─── Data listing

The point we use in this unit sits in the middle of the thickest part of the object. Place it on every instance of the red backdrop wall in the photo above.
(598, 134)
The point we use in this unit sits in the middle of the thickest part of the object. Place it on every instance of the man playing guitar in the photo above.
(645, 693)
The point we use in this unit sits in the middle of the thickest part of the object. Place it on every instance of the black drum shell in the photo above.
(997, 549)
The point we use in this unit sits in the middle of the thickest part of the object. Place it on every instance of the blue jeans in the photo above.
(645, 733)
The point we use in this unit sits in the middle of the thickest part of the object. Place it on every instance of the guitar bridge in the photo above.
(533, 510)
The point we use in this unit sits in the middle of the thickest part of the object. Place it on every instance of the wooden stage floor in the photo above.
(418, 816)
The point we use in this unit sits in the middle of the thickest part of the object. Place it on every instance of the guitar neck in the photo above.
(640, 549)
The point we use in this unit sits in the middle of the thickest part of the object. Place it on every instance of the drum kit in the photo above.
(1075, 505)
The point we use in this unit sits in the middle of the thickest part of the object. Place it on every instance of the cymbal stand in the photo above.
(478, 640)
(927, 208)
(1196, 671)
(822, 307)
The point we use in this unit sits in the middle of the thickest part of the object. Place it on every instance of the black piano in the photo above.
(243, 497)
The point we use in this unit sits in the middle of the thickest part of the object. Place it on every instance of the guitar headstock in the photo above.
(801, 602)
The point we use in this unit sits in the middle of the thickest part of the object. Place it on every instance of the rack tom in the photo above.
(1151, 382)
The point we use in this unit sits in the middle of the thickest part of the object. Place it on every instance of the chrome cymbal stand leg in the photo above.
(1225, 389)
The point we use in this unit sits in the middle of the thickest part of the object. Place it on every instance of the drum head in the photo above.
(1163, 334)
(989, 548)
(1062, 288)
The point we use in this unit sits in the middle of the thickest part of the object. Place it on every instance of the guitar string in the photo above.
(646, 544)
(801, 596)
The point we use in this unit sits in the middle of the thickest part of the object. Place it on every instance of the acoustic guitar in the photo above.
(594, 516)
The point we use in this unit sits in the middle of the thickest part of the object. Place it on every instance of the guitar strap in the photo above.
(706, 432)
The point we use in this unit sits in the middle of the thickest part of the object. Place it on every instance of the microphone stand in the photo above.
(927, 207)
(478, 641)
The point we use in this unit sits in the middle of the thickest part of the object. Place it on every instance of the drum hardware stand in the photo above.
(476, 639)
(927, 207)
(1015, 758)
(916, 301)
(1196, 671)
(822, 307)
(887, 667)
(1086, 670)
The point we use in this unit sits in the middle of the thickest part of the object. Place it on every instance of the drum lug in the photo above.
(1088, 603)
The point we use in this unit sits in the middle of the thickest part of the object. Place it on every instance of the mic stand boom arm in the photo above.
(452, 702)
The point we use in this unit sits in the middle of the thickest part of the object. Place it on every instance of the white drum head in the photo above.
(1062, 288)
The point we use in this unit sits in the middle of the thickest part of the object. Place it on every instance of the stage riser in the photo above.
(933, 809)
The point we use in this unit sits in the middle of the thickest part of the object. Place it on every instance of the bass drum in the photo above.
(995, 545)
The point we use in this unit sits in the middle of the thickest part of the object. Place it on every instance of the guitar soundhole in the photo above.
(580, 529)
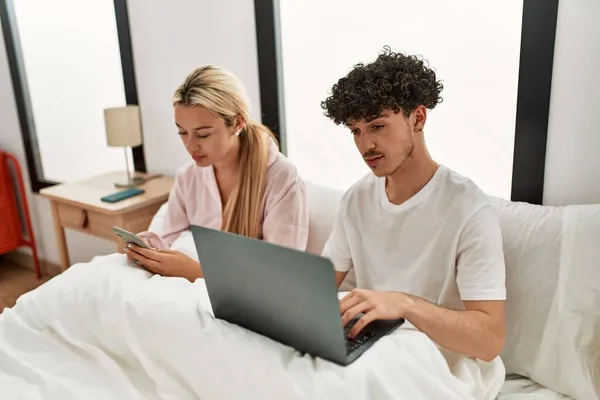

──────

# Problem to solve
Every line from the one containing "drum in the photo above." through the end of the records is to be returned exactly, and those lines alone; pictures are dropped.

# Answer area
The point we use in this unit sits in the middle of the thickest part of the object. Place it on every instance of the bass drum in the photo above.
(995, 545)
The point we use in this unit sits in the middle of the thickest part of the object. Place it on every instance of the guitar soundhole in the photo above.
(580, 529)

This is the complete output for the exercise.